Extrait du document.
C’est un de nos grands chevaux de bataille chez BackStory: tout est média, y compris les utilisateurs, spectateurs, joueurs, cibles, quelle que soit la façon dont on les appelle. Le public n’est pas brutalement devenu le cœur de notre écosystème avec l’apparition du Web, il l’a toujours été. La seule différence, c’est qu’aujourd’hui on l’entend mieux. Loin d’être une menace, c’est un avantage considérable, à condition de l’écouter et de comprendre son langage…
Le 2 décembre dernier un article de Simon Pulman sur son excellent blog Transmythology.com avait attiré mon attention sur la préparation du film très attendu Uncharted: Drake’s Fortune inspiré par le 1er opus des jeux vidéo Uncharted de Naughty Dog.
Le réalisateur David O Russell, ayant exprimé lors d’une interview son intention de doter le héros, Nathan Drake, d’une famille (dans le jeu, il fait simplement mention de son lointain ancêtre, Francis Drake), a déclenché un tollé chez les fans de la série. « Rien de ce film ne ressemble au jeu, à part le titre », râlent les fans, « si vous devez changer complètement le ton et le concept, par pitié, faites juste votre film dans votre coin et donnez-lui un autre titre! Pourquoi bousiller un bon jeu de plus avec un film qui trahit complètement son univers? »

Listing extrait.
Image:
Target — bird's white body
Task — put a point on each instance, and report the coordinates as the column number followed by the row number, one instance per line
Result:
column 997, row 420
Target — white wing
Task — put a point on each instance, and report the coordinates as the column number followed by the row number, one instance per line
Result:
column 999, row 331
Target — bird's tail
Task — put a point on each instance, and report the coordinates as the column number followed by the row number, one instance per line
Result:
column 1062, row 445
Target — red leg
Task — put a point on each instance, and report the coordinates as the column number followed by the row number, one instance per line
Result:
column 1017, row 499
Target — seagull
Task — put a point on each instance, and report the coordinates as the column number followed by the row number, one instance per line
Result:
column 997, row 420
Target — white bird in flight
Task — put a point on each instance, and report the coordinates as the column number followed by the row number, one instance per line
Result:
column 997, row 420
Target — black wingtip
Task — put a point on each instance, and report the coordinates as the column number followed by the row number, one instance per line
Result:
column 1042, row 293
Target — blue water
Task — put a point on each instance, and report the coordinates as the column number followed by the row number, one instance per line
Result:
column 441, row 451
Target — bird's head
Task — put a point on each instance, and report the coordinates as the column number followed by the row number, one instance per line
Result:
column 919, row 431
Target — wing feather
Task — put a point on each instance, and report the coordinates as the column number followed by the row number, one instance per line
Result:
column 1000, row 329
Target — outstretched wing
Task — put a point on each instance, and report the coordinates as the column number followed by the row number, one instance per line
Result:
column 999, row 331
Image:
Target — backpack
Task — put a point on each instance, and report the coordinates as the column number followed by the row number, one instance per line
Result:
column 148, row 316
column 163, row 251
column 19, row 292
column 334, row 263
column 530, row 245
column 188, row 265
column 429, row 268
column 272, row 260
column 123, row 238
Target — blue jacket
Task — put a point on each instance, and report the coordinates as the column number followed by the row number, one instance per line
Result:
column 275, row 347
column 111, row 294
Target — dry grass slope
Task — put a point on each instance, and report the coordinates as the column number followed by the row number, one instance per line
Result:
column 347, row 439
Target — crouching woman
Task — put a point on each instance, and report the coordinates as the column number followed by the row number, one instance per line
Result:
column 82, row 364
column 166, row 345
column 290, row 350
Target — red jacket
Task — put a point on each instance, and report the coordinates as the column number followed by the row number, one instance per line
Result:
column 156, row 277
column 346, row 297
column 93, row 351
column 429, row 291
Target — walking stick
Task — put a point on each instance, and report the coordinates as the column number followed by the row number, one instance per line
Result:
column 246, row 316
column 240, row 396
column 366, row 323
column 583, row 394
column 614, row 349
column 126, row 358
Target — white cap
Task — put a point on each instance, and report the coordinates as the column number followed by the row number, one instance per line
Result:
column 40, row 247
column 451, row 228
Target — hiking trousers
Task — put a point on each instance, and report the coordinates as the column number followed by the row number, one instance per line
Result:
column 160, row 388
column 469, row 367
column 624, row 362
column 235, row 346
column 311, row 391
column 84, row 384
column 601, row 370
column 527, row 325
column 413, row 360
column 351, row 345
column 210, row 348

Énoncé. Citez mot pour mot l'intégralité du texte sur le public et le film Uncharted. Le listing provient d'une autre source que le texte.

Réponse rédigée.
C’est un de nos grands chevaux de bataille chez BackStory: tout est média, y compris les utilisateurs, spectateurs, joueurs, cibles, quelle que soit la façon dont on les appelle. Le public n’est pas brutalement devenu le cœur de notre écosystème avec l’apparition du Web, il l’a toujours été. La seule différence, c’est qu’aujourd’hui on l’entend mieux. Loin d’être une menace, c’est un avantage considérable, à condition de l’écouter et de comprendre son langage…
Le 2 décembre dernier un article de Simon Pulman sur son excellent blog Transmythology.com avait attiré mon attention sur la préparation du film très attendu Uncharted: Drake’s Fortune inspiré par le 1er opus des jeux vidéo Uncharted de Naughty Dog.
Le réalisateur David O Russell, ayant exprimé lors d’une interview son intention de doter le héros, Nathan Drake, d’une famille (dans le jeu, il fait simplement mention de son lointain ancêtre, Francis Drake), a déclenché un tollé chez les fans de la série. « Rien de ce film ne ressemble au jeu, à part le titre », râlent les fans, « si vous devez changer complètement le ton et le concept, par pitié, faites juste votre film dans votre coin et donnez-lui un autre titre! Pourquoi bousiller un bon jeu de plus avec un film qui trahit complètement son univers? »